Exactly the lines from the first line of the records to the line holding "[1113, 276]" should be duplicated, and nothing more; pictures stay out.

[[ Data for processing open ]]

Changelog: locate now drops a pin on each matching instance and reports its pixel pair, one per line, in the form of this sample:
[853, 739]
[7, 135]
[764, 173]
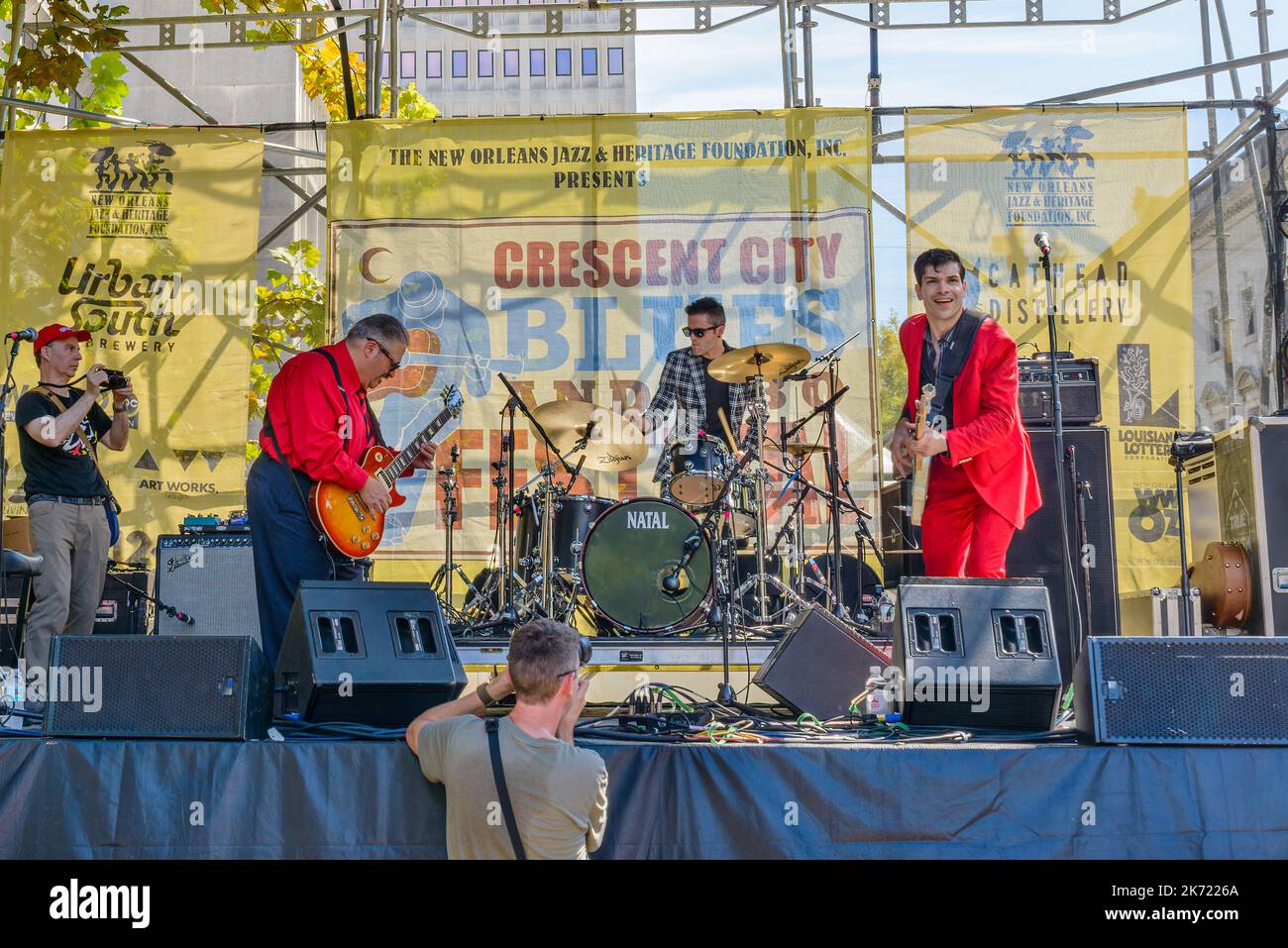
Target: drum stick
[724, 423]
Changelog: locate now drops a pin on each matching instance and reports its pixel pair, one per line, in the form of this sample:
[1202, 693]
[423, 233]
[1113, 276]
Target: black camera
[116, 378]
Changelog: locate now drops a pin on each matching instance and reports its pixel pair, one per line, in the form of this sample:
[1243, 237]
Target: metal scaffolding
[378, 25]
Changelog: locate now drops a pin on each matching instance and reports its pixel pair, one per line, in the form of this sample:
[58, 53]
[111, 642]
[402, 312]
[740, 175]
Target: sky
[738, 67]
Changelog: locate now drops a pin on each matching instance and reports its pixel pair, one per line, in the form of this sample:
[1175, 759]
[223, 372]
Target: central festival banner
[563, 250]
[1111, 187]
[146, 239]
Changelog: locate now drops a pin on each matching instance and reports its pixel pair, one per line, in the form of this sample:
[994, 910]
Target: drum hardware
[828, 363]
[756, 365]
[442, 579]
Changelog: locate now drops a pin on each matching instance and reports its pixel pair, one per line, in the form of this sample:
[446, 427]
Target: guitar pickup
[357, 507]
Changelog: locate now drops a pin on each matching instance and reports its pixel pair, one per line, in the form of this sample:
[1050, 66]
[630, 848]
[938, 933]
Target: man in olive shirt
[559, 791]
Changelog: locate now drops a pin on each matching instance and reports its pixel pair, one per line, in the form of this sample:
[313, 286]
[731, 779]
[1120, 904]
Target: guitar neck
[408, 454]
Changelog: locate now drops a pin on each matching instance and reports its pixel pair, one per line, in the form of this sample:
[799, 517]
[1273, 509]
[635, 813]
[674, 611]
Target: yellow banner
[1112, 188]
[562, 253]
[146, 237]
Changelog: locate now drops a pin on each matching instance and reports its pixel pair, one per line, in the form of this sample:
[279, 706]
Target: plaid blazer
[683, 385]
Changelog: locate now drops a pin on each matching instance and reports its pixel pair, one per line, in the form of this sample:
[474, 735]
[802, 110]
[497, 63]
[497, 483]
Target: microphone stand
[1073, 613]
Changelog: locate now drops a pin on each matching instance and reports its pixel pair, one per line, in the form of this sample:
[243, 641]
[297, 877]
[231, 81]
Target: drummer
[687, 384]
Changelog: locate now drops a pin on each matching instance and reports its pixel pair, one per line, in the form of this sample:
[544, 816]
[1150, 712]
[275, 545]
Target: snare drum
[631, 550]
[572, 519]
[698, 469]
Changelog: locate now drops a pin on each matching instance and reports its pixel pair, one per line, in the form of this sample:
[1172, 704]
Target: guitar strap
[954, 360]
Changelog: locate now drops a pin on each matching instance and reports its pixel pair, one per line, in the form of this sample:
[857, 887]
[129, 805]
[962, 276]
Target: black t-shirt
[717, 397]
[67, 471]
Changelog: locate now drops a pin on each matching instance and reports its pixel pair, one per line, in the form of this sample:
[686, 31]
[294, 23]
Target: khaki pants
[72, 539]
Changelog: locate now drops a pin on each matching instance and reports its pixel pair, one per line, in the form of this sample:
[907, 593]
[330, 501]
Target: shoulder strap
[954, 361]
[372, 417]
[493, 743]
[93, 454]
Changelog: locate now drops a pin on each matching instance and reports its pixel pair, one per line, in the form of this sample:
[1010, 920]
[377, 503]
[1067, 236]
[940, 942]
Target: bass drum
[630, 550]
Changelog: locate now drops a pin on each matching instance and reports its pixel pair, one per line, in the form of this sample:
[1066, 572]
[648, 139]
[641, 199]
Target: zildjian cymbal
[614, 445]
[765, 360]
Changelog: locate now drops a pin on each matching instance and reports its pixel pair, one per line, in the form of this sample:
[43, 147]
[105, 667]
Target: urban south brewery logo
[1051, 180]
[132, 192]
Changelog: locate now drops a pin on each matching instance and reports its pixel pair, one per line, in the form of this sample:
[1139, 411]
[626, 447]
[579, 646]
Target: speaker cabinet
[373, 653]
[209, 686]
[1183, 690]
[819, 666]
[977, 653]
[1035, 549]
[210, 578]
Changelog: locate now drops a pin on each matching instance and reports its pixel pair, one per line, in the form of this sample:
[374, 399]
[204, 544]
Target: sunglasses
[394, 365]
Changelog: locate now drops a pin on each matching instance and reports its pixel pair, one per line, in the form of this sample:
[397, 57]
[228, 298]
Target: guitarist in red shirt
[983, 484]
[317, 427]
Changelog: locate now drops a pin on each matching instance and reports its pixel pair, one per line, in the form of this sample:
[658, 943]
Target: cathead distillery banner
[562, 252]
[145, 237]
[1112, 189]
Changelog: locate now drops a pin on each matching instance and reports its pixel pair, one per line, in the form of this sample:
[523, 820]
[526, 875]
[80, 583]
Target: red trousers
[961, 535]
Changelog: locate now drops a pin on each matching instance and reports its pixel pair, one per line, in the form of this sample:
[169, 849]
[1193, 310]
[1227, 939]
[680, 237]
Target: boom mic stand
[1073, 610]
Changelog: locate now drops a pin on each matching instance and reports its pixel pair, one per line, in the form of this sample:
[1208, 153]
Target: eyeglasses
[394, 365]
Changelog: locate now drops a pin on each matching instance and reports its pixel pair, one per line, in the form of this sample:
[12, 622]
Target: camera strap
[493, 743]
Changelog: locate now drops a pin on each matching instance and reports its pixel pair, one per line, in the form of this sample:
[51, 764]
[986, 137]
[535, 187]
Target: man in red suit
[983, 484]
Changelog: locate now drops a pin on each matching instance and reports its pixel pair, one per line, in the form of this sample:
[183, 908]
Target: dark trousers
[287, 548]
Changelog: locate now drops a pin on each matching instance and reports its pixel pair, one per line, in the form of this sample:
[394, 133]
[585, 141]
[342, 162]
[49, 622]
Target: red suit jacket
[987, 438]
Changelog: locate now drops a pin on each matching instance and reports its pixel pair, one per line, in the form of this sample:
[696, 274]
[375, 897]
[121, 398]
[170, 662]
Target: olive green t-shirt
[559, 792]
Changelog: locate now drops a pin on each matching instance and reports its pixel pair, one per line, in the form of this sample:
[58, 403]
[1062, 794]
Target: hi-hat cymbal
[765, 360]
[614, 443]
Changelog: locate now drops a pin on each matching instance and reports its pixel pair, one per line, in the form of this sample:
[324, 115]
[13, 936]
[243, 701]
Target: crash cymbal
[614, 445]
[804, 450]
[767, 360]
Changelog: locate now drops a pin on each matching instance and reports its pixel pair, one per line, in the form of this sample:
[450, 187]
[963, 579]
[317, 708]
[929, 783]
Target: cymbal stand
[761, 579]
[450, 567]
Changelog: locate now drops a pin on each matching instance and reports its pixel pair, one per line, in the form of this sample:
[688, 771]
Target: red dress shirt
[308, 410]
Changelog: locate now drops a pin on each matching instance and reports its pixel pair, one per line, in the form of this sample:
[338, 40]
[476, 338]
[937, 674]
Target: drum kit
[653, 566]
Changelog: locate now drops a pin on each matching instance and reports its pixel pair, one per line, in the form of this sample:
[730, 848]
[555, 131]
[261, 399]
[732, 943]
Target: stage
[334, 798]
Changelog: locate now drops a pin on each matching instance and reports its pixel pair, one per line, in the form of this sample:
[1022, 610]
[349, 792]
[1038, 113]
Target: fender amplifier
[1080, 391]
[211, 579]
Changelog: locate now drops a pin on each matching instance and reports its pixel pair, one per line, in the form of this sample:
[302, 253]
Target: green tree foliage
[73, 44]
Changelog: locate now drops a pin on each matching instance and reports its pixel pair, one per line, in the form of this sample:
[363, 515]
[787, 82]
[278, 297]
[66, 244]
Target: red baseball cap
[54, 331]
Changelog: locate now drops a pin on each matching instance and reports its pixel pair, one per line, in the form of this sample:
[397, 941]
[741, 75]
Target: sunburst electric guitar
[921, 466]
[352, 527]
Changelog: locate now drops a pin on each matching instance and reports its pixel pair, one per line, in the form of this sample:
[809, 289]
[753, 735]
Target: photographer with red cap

[[ Data for processing closed ]]

§ Answer box:
Changelog: locate now drops a pin on each matching instance and reports its pixel pair, one per line, in the form of this sample:
[853, 739]
[7, 135]
[764, 173]
Target: drum stick
[724, 423]
Changelog: locate now drops a pin on each matching instance and reports its pixel pair, one per line, in the form of this sample:
[1202, 693]
[423, 233]
[1113, 276]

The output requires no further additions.